▶ **Work to be completed**
Please print the line that holds "Thanks for the photo. Could you please mark the leaf" and each line after it to the end of the data, word for word, without any pictures.

Saved entries:
********************

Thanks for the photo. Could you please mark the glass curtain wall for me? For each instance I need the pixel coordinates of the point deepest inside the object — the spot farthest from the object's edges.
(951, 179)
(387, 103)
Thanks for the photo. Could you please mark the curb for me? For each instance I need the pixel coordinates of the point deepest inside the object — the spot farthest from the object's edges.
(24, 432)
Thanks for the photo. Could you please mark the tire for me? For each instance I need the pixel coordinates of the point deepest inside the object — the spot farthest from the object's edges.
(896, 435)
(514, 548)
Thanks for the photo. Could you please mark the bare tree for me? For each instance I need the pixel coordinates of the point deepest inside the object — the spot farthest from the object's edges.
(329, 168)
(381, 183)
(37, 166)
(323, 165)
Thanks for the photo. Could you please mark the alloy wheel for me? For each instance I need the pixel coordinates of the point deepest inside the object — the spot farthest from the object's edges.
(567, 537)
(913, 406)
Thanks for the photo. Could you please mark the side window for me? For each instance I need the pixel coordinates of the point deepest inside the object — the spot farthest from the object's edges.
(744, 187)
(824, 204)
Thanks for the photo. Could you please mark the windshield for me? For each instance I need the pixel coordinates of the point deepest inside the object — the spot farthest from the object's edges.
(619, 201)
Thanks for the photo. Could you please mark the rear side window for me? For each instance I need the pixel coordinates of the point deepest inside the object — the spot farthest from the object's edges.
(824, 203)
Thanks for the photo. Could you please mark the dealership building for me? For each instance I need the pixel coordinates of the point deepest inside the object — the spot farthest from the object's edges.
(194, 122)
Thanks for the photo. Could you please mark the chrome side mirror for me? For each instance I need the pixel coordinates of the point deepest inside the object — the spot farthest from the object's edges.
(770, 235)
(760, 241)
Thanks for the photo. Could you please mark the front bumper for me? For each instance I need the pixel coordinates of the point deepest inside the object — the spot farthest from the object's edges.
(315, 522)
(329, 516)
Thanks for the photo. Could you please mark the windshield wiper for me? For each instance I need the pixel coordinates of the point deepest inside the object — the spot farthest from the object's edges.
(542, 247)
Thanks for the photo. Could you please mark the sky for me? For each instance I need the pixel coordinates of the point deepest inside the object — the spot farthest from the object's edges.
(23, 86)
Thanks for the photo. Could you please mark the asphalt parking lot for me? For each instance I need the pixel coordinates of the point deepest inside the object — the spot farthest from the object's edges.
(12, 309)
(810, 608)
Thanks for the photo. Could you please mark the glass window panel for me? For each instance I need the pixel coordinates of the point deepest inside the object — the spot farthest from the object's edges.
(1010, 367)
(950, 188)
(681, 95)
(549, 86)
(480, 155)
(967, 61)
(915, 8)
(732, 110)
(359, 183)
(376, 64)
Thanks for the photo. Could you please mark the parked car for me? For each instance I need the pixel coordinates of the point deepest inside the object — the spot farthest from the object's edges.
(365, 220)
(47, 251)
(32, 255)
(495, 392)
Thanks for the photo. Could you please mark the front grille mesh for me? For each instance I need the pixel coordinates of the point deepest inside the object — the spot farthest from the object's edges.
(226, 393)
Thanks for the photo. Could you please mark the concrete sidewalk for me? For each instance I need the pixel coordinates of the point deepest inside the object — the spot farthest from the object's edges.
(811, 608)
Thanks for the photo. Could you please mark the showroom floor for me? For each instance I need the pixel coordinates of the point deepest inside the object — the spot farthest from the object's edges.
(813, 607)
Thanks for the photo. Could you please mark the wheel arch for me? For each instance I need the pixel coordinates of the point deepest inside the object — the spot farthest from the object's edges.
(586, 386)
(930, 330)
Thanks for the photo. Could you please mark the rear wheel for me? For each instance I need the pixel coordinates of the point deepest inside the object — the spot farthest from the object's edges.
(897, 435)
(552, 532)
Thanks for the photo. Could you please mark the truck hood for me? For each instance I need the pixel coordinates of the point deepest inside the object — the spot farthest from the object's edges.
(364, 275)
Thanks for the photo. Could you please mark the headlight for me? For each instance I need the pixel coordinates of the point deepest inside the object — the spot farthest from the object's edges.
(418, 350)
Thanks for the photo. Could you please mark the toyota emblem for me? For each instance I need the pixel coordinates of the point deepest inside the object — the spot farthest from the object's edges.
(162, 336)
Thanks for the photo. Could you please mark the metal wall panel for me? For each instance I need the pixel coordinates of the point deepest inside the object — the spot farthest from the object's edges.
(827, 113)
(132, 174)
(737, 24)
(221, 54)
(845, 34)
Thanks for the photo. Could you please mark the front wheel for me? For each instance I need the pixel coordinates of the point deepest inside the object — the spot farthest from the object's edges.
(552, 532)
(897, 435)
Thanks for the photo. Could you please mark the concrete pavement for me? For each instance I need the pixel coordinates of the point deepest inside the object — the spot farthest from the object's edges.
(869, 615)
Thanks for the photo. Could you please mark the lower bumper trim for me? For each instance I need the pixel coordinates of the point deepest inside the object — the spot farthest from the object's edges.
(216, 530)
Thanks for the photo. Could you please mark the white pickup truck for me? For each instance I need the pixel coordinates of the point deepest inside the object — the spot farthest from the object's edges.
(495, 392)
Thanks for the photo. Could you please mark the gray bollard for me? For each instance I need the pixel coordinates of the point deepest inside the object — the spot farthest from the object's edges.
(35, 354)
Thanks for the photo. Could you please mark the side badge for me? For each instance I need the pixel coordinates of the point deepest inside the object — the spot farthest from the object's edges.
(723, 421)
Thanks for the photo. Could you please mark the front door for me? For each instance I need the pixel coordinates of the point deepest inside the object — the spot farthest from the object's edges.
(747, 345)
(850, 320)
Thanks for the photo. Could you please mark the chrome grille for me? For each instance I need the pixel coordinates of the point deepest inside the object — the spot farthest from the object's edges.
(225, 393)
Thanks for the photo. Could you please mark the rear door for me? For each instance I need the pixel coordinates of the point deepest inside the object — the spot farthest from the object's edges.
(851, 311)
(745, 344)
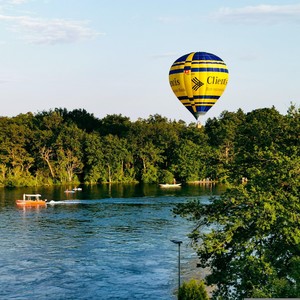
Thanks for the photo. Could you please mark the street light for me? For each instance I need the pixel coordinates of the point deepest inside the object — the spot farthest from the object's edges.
(178, 243)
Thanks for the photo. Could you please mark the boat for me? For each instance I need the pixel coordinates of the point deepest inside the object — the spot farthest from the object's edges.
(170, 185)
(69, 192)
(31, 200)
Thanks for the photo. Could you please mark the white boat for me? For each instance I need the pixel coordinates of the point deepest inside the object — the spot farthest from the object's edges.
(170, 185)
(31, 200)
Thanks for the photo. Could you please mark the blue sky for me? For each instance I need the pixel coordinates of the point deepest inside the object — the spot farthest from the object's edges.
(113, 56)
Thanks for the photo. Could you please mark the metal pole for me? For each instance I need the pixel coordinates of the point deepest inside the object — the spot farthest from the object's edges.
(179, 266)
(178, 243)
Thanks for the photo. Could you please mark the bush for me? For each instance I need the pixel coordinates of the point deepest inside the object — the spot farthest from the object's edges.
(193, 290)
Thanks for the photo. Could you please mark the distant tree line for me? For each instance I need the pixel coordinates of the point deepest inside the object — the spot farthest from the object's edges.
(61, 146)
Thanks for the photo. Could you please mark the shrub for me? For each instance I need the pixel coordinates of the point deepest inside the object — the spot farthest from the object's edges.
(193, 290)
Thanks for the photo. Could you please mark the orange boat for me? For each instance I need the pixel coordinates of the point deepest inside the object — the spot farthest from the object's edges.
(31, 200)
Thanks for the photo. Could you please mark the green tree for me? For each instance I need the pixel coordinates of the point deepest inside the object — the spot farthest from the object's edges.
(193, 290)
(250, 236)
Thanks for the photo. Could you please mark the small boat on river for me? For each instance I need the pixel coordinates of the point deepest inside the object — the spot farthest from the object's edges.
(170, 185)
(31, 200)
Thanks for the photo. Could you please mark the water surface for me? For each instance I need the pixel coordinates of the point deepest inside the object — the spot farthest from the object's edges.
(101, 243)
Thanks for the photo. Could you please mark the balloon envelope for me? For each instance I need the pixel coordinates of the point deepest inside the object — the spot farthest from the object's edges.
(198, 79)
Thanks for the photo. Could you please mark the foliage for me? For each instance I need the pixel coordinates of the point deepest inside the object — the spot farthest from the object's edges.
(249, 237)
(61, 146)
(192, 290)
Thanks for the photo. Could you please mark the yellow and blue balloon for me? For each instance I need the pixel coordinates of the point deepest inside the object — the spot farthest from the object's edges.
(198, 80)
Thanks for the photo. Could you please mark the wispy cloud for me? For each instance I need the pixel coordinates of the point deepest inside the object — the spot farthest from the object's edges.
(53, 31)
(260, 14)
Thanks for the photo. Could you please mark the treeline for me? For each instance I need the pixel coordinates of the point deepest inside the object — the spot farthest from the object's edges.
(61, 146)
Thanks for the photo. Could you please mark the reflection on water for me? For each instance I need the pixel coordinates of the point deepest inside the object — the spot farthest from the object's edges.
(101, 243)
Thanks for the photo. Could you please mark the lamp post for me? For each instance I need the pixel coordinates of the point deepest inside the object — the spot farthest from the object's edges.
(178, 243)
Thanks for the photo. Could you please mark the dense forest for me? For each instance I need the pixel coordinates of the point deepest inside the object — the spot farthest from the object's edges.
(61, 146)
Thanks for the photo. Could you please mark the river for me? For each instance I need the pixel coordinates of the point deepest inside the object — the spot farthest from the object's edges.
(104, 242)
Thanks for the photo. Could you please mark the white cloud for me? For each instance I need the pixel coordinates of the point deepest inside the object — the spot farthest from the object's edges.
(260, 14)
(54, 31)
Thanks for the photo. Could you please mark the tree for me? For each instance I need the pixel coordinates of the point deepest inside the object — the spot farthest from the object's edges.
(250, 236)
(192, 290)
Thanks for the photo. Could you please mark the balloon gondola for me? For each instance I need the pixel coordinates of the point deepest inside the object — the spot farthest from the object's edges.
(198, 79)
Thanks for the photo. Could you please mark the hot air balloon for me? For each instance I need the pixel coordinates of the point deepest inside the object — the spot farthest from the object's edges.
(198, 79)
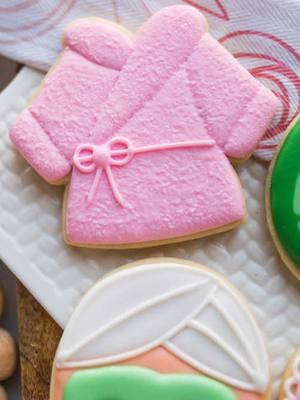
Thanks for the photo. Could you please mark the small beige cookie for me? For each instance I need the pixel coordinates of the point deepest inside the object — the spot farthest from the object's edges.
(8, 355)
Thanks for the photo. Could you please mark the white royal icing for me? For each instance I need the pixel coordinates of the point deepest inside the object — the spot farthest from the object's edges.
(291, 384)
(192, 312)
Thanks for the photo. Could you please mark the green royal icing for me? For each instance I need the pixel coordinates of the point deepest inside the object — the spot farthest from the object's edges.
(285, 195)
(134, 383)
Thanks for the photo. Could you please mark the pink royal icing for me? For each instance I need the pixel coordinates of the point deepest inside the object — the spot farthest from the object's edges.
(178, 85)
(89, 157)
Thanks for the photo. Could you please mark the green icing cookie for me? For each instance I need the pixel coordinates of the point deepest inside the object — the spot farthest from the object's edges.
(285, 196)
(134, 383)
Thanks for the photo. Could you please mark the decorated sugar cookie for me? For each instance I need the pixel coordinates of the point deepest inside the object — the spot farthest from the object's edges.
(290, 388)
(283, 199)
(144, 131)
(161, 329)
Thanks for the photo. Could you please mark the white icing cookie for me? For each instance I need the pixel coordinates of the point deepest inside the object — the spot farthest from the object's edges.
(167, 315)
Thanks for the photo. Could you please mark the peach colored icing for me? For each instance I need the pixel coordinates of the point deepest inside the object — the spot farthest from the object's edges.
(177, 85)
(158, 359)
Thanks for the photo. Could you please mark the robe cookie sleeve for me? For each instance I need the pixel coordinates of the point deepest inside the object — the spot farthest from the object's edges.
(65, 110)
(236, 107)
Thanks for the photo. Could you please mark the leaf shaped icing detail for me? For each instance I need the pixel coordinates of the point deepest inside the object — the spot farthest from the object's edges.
(190, 311)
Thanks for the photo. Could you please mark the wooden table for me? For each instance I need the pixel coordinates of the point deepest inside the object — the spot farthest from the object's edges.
(39, 337)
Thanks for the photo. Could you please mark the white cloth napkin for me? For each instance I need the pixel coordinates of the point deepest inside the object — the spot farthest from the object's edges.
(263, 34)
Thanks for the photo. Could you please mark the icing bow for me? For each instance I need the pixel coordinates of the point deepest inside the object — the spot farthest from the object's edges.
(292, 385)
(118, 152)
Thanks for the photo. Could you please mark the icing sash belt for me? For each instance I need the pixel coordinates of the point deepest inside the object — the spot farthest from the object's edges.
(118, 152)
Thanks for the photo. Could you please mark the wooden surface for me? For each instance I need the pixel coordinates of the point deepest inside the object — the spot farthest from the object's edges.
(39, 337)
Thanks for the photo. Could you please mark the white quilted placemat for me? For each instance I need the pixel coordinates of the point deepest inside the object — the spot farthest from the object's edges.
(31, 243)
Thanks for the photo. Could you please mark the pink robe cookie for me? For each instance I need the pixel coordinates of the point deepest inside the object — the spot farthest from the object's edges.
(149, 145)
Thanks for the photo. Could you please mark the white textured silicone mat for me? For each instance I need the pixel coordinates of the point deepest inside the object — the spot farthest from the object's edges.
(32, 246)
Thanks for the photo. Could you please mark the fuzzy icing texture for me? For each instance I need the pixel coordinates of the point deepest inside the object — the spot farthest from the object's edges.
(66, 109)
(177, 85)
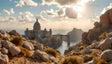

********************

▶ **Answer to this task**
Thanks for the photo. Could you please mark the leaf shaped icing detail for me? For each instance I need the pixel coordinates of the point deepest inside the object — the spot farthest from the object's edges.
(190, 311)
Thanks for the photo. Could you please mark the wooden table for me? For each instance I need the pixel coordinates of the point deepest inside the object — the spot farthest from the object's edges.
(39, 337)
Thanks for the photo. Could you please mark the white cloth napkin for me? For each instance I need the pixel coordinates of the point deepest inside the object — the spot farthest from the object's edges.
(263, 34)
Thanks for the photo. Could you please mark the icing bow for me? For each instance I need the pixel coordinates of the point deepest inside the object — the spot farthest from the object's edges.
(292, 385)
(118, 152)
Thanks for the photo. Could you please mark the icing sash belt for me? For each instance I need the pixel coordinates of the point deepest inside the object — the spot farthest from the object's edges.
(118, 152)
Thanks for the photo. Could you please mark the wooden surface for me? For each instance I need the pixel coordinates of the point deepest inside the object — the spot farthest from the object's edges.
(39, 337)
Thanks for the photo. Could you please mark the white quilted placemat for me? For each instance I need the pixel coordinates of the point deepest inside the object — the spot farthest from the object's edges.
(31, 243)
Thanks for the photo. Could you please mark the pink robe cookie for me? For each instance I need the pixel coordinates of the point deepest inside the object — the spot farthest from the object's edges.
(149, 145)
Thanks for the photo. Could you please mark the white textured silicone mat for me? For each instance I need the pixel coordinates of the point deepest inside the object — the spot farthest from the object's edges.
(32, 246)
Thanks for the photo. Could you please mark the fuzzy icing texture for me? For each instance I need the pixel coordinates of the point deepest inside the object — the spot farthest from the object's edges.
(66, 109)
(177, 85)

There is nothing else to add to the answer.